Exercise details: Copy out the entries below, changing every "photograph" to "image" and leaving everything else the same.
--- Start Data for this exercise ---
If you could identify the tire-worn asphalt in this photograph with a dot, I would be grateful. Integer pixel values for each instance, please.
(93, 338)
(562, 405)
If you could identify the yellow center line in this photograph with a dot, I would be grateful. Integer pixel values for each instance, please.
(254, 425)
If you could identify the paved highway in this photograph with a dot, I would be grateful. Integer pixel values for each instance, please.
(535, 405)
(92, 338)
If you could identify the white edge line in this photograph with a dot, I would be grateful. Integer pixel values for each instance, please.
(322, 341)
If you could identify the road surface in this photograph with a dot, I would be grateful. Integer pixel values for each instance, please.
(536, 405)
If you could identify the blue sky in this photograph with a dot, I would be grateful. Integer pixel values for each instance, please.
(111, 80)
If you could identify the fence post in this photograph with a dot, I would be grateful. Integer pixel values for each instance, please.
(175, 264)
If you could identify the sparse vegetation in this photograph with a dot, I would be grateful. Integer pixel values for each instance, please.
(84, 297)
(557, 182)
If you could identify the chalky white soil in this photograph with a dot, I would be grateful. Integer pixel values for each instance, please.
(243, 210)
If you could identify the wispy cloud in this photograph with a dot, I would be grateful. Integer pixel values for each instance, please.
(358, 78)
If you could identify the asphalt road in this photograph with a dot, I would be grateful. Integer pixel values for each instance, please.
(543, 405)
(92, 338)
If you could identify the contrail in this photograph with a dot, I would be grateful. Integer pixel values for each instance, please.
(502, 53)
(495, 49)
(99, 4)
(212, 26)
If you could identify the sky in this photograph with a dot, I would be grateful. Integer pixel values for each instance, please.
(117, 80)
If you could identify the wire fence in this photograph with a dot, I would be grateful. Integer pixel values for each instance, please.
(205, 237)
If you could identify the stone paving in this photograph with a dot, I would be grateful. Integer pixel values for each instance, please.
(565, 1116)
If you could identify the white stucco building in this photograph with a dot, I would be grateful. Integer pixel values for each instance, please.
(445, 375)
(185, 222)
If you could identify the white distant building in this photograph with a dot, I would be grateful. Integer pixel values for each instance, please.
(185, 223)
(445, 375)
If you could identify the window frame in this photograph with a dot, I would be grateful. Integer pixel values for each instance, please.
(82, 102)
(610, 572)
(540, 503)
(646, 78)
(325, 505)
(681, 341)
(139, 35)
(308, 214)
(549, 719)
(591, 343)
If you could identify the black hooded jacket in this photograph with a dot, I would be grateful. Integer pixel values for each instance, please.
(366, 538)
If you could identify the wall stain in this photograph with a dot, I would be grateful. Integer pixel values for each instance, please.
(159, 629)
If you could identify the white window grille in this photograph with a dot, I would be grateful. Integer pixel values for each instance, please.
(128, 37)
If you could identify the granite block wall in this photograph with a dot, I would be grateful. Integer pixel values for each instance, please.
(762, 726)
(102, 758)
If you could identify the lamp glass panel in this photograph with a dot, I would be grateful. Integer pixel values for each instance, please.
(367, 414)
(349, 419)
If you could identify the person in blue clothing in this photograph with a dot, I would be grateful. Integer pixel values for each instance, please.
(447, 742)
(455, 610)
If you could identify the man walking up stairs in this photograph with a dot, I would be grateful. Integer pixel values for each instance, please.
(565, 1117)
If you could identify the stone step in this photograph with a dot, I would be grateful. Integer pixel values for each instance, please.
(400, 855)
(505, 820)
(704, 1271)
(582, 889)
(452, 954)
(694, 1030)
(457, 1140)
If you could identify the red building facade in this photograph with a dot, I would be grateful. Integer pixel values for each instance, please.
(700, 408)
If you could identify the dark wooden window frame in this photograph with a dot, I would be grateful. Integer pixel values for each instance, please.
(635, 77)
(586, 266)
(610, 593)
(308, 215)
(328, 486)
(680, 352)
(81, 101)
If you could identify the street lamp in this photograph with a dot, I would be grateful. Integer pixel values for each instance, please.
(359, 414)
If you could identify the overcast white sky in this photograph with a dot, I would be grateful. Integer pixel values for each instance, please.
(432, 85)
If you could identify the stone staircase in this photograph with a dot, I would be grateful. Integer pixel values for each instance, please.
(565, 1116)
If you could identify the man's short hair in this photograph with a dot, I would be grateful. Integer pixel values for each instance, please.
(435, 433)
--- End Data for this exercise ---
Output of the exercise:
If you could identify the tire-worn asphalt in this image with a dot, I would be grateful. Integer pixel values for each instance, please.
(93, 338)
(562, 405)
If you could identify the yellow center line in this image with a dot, I would be grateful. Integer pixel values for each instance, please.
(254, 425)
If you could identify the paved highway in this image with a dot, I would be grateful. Integer pixel values for each instance, please.
(535, 405)
(92, 338)
If you could identify the white edge line in this image with a dot, I would be grateful. Integer pixel values for each instance, please.
(322, 341)
If you could identify the road surface in this image with a dot, I would be grateful. Integer pixel values for each instance, please.
(536, 405)
If you could identify the blue sky in this image with a dot, I would be grateful. Integer pixel values for each instance, please.
(111, 80)
If you could identify the fence post in this image with a dot, I would be grateful. Integer pixel values for each instance, please.
(175, 264)
If you could identify the sparse vegetation in this image with a dot, I would be grateful. Integer pixel values for each instance, please.
(84, 297)
(557, 182)
If you could identify the chalky white soil in this image with a dot, I would be grateful. Integer pixel values for each instance, please.
(243, 210)
If you could identify the wispy cloud in this image with a dot, I would be grateful. Integer pixel values for each instance, please.
(358, 78)
If you could identify the asphalt road in this image with a dot, I would be grateful. Integer pixel values for each instance, please.
(543, 405)
(92, 338)
If you could identify the contrail in this image with a dot, I would be grateful. Integer pixel values for each instance, please.
(502, 53)
(495, 49)
(99, 4)
(212, 26)
If you could identify the sky in this image with a dot, I would be grateful. Integer pixel values for each instance, please.
(117, 80)
If you could identify the wire fence in this image with a dot, I would be grateful. Integer pixel values for each instance, please.
(205, 237)
If you could identify the stone paving in this image with a dot, I would be grateful. Integer pixel values for each instance, please.
(565, 1116)
If you could identify the white stucco building in this image with a dot, I would be grateful. Integer pixel values for each instance, please.
(445, 375)
(185, 222)
If you could identify the white distant building in this image with a dot, I would be grateful. Integer pixel values for each instance, please.
(185, 223)
(445, 375)
If you could identify the window frame in this image with a dot, I would be grateful. Integer pixel values for each instance, please.
(82, 102)
(610, 572)
(540, 503)
(646, 78)
(325, 505)
(681, 341)
(139, 35)
(308, 214)
(549, 719)
(591, 343)
If you could identify the black hooded jacket in this image with a dot, I would be grateful. Integer pixel values for each instance, please.
(366, 538)
If you could identify the wall stain in this image with a dot, I would be grateful. Integer pixel values for each instance, please.
(159, 629)
If you could identify the white window grille in this image with a dot, I would be grateful. Integer pixel values for each instance, please.
(128, 37)
If you could identify the granite block wall in this image with a dot, I would be grateful. Integer pixel values for each instance, please.
(762, 726)
(102, 758)
If you could identify the lamp glass panel in this image with a dot, I would be grateful. Integer pixel values for each instance, please.
(367, 414)
(349, 419)
If you could identify the person in blue clothing in this image with a dot, I would be grateful. Integer pixel values for each instance, please.
(447, 742)
(455, 610)
If you could identify the man walking up stairs in this image with a dot, I would be grateful. Integer pixel values for each instance, please.
(565, 1117)
If you could identify the stone step in this image with a dot, I would be grateful. Integer pixel values for each instance, please.
(400, 855)
(505, 820)
(704, 1271)
(582, 889)
(452, 954)
(694, 1030)
(457, 1140)
If you could identify the red building facade in this image with a dot, I would be grateful. Integer pixel values for each instance, please.
(700, 408)
If you could identify the dark wooden window frame in this image with a dot, I would be grateful. Integer pixel values for each instance, please.
(635, 77)
(586, 266)
(610, 593)
(308, 215)
(328, 486)
(680, 352)
(81, 101)
If you could identify the street lamp in this image with a dot, I would be grateful. Integer pixel values for each instance, please.
(359, 414)
If you could identify the overcast white sky in this image with a dot, I would be grateful. Integer pixel values for each instance, please.
(432, 85)
If you could identify the stone staircase in this image with a dot, I would be grateful. Integer pixel values for each instance, please.
(565, 1116)
If you could identify the man's short hair in this image with a dot, I would be grateful. Integer pixel values for each instance, please.
(435, 433)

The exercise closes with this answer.